## Given problem
Write out every row below without changing a single character.

## Location identification entries
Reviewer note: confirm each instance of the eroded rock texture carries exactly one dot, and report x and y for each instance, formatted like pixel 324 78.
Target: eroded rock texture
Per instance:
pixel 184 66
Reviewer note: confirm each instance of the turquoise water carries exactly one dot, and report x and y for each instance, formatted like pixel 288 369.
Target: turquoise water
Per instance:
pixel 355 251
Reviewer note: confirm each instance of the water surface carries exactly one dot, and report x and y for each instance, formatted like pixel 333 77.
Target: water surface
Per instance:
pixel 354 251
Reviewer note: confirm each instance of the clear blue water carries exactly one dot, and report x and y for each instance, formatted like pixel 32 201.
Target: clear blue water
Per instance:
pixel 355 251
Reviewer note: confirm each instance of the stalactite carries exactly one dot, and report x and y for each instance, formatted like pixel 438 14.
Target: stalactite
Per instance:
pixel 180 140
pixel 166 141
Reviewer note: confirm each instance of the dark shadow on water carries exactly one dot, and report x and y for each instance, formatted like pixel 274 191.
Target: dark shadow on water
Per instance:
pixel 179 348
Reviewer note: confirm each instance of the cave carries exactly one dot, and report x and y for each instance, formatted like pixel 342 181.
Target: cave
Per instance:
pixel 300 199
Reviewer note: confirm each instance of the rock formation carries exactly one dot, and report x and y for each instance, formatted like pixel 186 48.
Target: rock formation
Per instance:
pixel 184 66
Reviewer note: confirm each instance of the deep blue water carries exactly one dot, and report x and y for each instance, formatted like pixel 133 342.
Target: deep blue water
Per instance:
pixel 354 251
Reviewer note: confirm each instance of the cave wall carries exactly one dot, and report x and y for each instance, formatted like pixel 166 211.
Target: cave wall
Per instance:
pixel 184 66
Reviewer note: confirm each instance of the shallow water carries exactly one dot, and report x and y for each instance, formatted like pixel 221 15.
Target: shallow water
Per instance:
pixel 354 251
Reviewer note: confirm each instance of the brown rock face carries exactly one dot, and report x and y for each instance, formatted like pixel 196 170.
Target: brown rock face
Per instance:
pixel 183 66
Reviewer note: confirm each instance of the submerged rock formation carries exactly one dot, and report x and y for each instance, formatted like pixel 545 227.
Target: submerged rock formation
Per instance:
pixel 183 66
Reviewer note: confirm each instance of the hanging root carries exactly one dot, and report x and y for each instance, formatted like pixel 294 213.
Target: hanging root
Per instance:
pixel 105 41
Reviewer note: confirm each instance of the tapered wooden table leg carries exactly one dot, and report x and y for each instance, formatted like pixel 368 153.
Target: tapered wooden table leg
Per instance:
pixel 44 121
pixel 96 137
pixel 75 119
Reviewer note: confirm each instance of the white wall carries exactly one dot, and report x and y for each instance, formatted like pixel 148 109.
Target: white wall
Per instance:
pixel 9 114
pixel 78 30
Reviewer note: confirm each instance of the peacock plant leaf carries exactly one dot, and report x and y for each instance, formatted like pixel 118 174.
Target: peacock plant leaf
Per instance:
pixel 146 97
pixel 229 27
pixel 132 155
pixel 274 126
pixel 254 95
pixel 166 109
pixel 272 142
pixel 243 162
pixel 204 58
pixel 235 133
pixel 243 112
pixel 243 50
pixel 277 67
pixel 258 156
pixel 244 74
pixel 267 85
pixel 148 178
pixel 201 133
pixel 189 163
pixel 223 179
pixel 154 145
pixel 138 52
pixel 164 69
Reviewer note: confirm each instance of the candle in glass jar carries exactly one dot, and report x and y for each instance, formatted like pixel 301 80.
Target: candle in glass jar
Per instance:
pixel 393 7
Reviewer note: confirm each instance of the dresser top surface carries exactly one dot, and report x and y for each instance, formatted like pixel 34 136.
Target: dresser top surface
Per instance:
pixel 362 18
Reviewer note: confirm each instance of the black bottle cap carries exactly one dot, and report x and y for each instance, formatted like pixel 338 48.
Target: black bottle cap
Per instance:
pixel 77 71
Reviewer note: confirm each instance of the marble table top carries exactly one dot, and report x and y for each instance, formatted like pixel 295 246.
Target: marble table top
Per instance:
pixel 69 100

## Problem solution
Reviewer note: confirm each instance of the eroded rock texture carries exactly one dot, and report x and y for each instance, formatted like pixel 324 78.
Target: eroded rock texture
Per instance:
pixel 184 66
Reviewer note: confirm each instance of the turquoise water carries exactly one dot, and report x and y for each instance, formatted like pixel 288 369.
Target: turquoise water
Per instance:
pixel 355 251
Reviewer note: confirm each instance of the water surface carries exactly one dot, and report x and y for each instance, formatted like pixel 333 77.
Target: water surface
Per instance:
pixel 354 251
Reviewer note: confirm each instance of the clear blue water carries exactly one dot, and report x and y for each instance, formatted like pixel 32 201.
Target: clear blue water
Per instance:
pixel 355 251
Reviewer note: confirm each instance of the stalactite carries exactly one dot, and report x and y for each instance, formatted like pixel 438 14.
Target: stalactite
Per instance:
pixel 180 140
pixel 166 141
Reviewer note: confirm each instance of the dark shadow on water carries exactly one dot, and report x and y for each instance, formatted like pixel 274 191.
Target: dark shadow on water
Per instance:
pixel 179 348
Reviewer note: confirm each instance of the cave carries exactly one dot, and report x and y for each instance, formatted like pixel 342 181.
Target: cave
Per instance:
pixel 300 199
Reviewer note: confirm each instance of the rock formation carries exactly one dot, and report x and y for each instance, formatted like pixel 186 48.
Target: rock formation
Per instance:
pixel 184 66
Reviewer note: confirm each instance of the deep blue water carries exactly one dot, and report x and y for each instance, formatted like pixel 133 342.
Target: deep blue water
Per instance:
pixel 354 251
Reviewer note: confirm each instance of the cave wall carries exactly one dot, and report x and y for each instance, formatted like pixel 166 211.
Target: cave wall
Per instance:
pixel 184 66
Reviewer note: confirm each instance of the shallow water carries exactly one dot, and report x and y for each instance, formatted like pixel 221 15.
Target: shallow water
Per instance:
pixel 354 251
Reviewer note: confirm each instance of the brown rock face carries exactly one dot, and report x and y for each instance, formatted like pixel 196 170.
Target: brown rock face
Per instance:
pixel 183 66
Reviewer note: confirm each instance of the submerged rock formation carries exactly one dot, and report x and y for each instance, formatted like pixel 545 227.
Target: submerged rock formation
Per instance:
pixel 183 66
Reviewer note: confirm each instance of the hanging root carries exactly one dot, and report x and y for each instance, formatted like pixel 294 213.
Target: hanging root
Per instance:
pixel 105 41
Reviewer note: confirm each instance of the tapered wooden table leg carries exactly one dot, and report x and y for each instance, formatted like pixel 368 153.
Target: tapered wooden table leg
Per instance:
pixel 44 121
pixel 96 137
pixel 75 119
Reviewer note: confirm each instance of the white wall carries exactly one dot, and report x and y for each instance, formatted like pixel 148 109.
Target: white wall
Per instance:
pixel 9 114
pixel 78 30
Reviewer note: confirm each instance of the peacock plant leaf carries exactly one dot, and report x and y for each instance, formatted like pixel 118 174.
Target: peacock plant leaf
Per instance:
pixel 146 97
pixel 229 27
pixel 132 155
pixel 274 126
pixel 254 95
pixel 166 109
pixel 272 142
pixel 243 162
pixel 204 58
pixel 235 133
pixel 243 112
pixel 243 50
pixel 277 67
pixel 258 156
pixel 244 74
pixel 267 85
pixel 148 178
pixel 201 133
pixel 189 163
pixel 223 179
pixel 154 145
pixel 138 52
pixel 164 69
Reviewer note: confirm each instance of the candle in glass jar carries exactly one dot, and report x and y for each instance, formatted like pixel 301 80.
Target: candle in glass jar
Per instance:
pixel 393 7
Reviewer note: confirm each instance of the dresser top surface carries exactly one dot, and report x and y for each instance, formatted like pixel 34 136.
Target: dresser top surface
Per instance:
pixel 362 18
Reviewer note: confirm each instance of the black bottle cap carries exactly one dot, and report x and y for each instance, formatted like pixel 338 48.
Target: black bottle cap
Per instance:
pixel 77 71
Reviewer note: confirm each instance of the marble table top carries exactly one dot, and report x and y for each instance, formatted like pixel 295 246.
Target: marble table top
Per instance:
pixel 69 100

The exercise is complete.